SHORT TASK: Reproduce the records starting at the line that contains "Task: Could you identify the house in" and ending at the line that contains "<point>54,359</point>", with the requests included. Multiply every point coordinate in the answers by 2.35 and round to whole numbers, halves up, leaving the requests and their format samples unchanged and giving only these lines.

++++++

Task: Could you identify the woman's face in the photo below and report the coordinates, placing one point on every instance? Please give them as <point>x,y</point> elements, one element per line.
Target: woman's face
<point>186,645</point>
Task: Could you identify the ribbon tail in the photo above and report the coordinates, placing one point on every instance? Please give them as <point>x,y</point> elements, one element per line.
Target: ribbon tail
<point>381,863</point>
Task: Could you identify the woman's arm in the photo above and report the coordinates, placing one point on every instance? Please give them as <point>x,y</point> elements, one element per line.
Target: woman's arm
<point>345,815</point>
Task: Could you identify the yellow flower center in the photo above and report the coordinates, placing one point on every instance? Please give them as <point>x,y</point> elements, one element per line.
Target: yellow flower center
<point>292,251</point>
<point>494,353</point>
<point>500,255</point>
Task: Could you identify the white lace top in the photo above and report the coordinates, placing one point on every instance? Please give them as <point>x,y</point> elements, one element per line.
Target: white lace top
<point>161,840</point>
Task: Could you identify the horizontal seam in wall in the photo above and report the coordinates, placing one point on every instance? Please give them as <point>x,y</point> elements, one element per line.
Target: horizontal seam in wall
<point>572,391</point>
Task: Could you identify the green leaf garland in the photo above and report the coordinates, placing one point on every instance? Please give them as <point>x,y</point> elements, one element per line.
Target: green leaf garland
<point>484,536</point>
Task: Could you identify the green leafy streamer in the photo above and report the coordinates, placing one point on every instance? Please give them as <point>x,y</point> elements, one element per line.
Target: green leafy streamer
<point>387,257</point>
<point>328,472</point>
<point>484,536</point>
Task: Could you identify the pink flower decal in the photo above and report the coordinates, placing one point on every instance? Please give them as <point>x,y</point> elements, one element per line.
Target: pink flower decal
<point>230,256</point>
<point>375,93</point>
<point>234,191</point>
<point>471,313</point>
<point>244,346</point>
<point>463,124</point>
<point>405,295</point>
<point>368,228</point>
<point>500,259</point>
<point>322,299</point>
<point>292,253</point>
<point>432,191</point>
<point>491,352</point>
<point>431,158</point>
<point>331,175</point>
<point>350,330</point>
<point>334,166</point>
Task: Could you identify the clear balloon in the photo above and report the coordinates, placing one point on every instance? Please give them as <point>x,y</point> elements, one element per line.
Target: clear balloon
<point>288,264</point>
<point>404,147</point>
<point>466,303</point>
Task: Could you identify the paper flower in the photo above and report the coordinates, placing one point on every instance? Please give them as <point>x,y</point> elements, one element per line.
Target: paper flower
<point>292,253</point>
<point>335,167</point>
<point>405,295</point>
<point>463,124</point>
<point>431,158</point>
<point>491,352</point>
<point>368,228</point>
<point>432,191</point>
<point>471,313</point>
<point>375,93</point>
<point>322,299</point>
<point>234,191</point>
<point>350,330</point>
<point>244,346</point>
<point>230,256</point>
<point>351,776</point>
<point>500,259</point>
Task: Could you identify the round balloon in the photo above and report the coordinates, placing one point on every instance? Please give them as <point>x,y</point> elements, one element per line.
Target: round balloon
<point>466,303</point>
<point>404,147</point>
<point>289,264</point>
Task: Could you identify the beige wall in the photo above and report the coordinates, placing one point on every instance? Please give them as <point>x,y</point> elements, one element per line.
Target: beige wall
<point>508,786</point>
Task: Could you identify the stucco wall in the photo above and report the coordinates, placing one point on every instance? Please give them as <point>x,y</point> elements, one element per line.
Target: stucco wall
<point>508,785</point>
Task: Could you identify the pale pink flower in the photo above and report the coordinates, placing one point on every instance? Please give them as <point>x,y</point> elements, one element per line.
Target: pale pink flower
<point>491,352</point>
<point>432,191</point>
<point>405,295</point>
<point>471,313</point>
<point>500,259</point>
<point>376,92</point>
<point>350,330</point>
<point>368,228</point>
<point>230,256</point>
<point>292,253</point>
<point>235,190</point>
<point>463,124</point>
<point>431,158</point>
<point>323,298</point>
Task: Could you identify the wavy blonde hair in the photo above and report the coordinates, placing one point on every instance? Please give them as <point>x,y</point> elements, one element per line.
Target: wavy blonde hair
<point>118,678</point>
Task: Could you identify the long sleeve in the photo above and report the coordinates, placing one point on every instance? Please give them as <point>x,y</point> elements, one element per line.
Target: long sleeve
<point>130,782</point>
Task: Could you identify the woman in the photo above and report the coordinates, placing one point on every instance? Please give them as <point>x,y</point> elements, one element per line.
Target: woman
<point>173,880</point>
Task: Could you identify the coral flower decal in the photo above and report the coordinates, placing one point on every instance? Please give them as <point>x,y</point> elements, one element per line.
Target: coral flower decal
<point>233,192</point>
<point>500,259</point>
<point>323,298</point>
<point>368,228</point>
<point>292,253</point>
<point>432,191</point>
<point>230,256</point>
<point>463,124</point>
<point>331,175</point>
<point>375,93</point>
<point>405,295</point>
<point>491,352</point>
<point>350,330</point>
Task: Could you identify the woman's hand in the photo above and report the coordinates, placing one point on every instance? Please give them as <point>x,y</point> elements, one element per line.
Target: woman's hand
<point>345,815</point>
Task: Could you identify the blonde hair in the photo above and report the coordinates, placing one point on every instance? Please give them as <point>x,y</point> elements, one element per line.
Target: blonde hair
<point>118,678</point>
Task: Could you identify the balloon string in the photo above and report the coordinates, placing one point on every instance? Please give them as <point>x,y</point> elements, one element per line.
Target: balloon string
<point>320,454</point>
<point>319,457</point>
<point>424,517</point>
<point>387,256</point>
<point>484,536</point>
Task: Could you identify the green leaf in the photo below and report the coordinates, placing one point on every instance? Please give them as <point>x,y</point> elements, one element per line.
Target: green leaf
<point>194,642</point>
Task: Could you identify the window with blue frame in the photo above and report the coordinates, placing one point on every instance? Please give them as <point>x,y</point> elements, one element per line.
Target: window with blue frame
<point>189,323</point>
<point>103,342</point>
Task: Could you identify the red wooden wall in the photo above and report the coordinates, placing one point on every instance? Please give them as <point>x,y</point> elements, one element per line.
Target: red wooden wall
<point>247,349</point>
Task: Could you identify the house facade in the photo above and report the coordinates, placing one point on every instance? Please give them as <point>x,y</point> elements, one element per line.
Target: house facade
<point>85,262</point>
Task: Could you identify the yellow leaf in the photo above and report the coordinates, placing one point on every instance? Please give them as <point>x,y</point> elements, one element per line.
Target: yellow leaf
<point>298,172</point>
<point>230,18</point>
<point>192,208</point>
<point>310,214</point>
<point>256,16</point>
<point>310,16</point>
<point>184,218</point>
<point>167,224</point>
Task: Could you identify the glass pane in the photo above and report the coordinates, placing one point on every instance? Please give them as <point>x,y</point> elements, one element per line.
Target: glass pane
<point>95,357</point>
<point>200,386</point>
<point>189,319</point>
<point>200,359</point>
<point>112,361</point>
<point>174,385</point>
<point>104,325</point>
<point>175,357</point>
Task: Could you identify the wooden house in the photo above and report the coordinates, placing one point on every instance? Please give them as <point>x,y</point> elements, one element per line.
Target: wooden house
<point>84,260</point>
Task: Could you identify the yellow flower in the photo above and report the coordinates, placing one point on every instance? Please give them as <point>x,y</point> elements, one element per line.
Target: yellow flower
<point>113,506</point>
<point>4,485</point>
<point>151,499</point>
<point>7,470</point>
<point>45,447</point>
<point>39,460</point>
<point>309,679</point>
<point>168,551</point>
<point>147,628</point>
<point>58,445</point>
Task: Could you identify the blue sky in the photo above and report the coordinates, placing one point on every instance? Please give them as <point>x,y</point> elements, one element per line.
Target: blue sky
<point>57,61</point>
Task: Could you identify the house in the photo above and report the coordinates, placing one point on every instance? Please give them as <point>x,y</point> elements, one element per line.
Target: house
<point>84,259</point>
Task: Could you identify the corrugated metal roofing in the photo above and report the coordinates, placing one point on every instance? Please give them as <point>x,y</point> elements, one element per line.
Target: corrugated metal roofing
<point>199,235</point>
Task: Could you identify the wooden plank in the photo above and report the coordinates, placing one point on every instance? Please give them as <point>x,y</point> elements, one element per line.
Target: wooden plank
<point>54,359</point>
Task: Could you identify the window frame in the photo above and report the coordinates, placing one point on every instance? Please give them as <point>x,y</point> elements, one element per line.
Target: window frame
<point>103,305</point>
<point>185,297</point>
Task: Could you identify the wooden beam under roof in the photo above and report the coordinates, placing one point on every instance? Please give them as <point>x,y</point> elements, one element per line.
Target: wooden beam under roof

++++++

RESULT OF THE TASK:
Task: Could you identify the house in the photo above and report the coordinates, placing one point on every instance? Please give them as <point>x,y</point> elements, one element per line.
Target: house
<point>197,609</point>
Task: Could you identify the corrugated metal roofing in the photo above and report the coordinates, placing one point on every instance? Please give them as <point>x,y</point> elements, one element per line.
Target: corrugated metal roofing
<point>468,552</point>
Task: Could you identify the wooden plank in the photo above and report the coordinates, placing one point on every instance? Please give them as <point>x,y</point> elements, one element per line.
Target: wooden plank
<point>127,844</point>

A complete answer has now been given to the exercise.